*The task*: Copy out the data below, from the line containing "Can you see the grass field?" down to the last line, keeping every character unchanged.

*Record extracts*:
------------------------------------------------

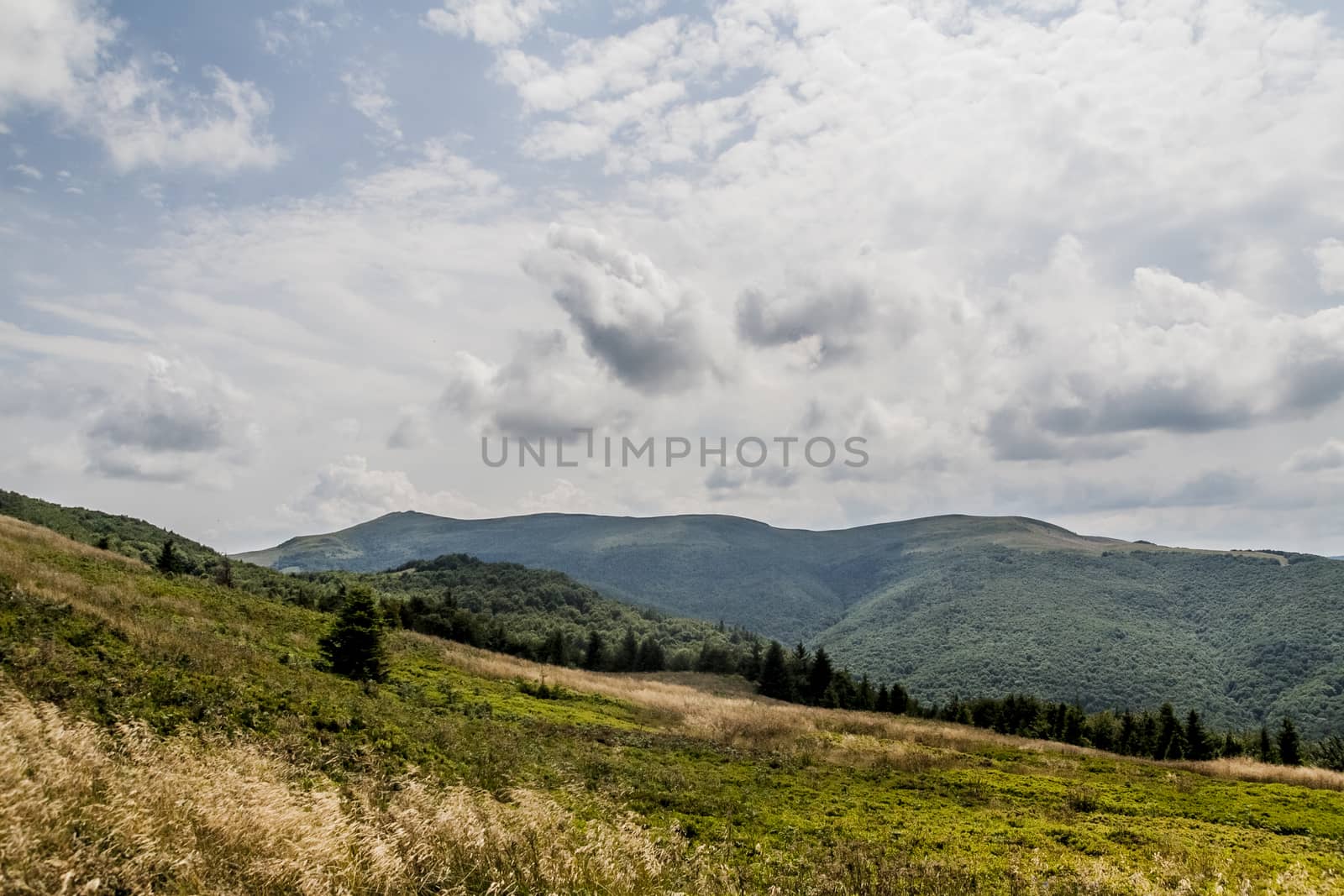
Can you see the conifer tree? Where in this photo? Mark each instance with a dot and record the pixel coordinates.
(1267, 747)
(651, 656)
(167, 559)
(819, 676)
(593, 654)
(1289, 745)
(1196, 741)
(628, 656)
(776, 680)
(354, 645)
(225, 575)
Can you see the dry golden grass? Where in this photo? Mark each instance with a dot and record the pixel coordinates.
(87, 812)
(1265, 773)
(858, 738)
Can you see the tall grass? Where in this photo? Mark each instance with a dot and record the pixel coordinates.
(91, 812)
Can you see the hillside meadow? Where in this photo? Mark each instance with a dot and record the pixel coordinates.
(168, 735)
(948, 606)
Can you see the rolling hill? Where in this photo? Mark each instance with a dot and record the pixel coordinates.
(948, 605)
(167, 734)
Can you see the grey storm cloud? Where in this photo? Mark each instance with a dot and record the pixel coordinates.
(161, 429)
(542, 390)
(835, 316)
(1147, 406)
(170, 427)
(1316, 459)
(1015, 437)
(638, 322)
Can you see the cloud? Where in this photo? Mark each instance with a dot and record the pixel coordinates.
(543, 390)
(1330, 262)
(412, 432)
(297, 29)
(1162, 355)
(1328, 456)
(181, 419)
(835, 317)
(349, 492)
(638, 322)
(491, 22)
(367, 94)
(58, 55)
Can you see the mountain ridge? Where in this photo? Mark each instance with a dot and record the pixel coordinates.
(948, 605)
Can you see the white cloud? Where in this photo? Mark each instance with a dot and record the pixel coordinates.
(491, 22)
(651, 332)
(181, 422)
(297, 29)
(349, 492)
(367, 94)
(58, 55)
(1330, 261)
(1328, 456)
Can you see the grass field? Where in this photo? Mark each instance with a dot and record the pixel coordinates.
(165, 735)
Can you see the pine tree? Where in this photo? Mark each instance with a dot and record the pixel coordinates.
(628, 656)
(555, 652)
(167, 559)
(864, 699)
(819, 678)
(225, 574)
(354, 645)
(1196, 741)
(1169, 735)
(776, 680)
(1289, 745)
(1267, 747)
(1331, 752)
(651, 656)
(593, 654)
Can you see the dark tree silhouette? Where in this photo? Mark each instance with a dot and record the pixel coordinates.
(1289, 745)
(167, 559)
(354, 647)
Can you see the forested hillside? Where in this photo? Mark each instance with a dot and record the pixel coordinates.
(971, 606)
(160, 732)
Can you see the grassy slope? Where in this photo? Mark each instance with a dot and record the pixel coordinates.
(978, 606)
(531, 604)
(804, 799)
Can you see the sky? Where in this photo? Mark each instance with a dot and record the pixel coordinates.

------------------------------------------------

*Exercise answer*:
Can you see the grass field? Where in this photo? Mark each instance with a dot and record the pixel coordinates.
(165, 735)
Can you see the pine tree? Where in this photo? Mark each instance with a dot and record the pixel coordinates.
(628, 656)
(555, 652)
(167, 559)
(864, 699)
(819, 678)
(225, 574)
(354, 645)
(1196, 741)
(1169, 735)
(776, 680)
(1289, 745)
(1267, 747)
(1331, 752)
(651, 656)
(593, 654)
Can you see the dark tree silhouette? Where in this photo? Mark each instance with a dot and record the pixel coordinates.
(1289, 745)
(167, 559)
(354, 647)
Can you see the forested hillside? Where in this photo? Mark each instance with a dot and record the pixel coordinates.
(971, 606)
(160, 732)
Can you see the grassy slope? Where in this photo? Mark each instance with a dot and record the pixel coordinates.
(978, 606)
(531, 604)
(804, 799)
Can you see the sky? Where in this photo? Mark each instance with a dot and record the pixel coordinates.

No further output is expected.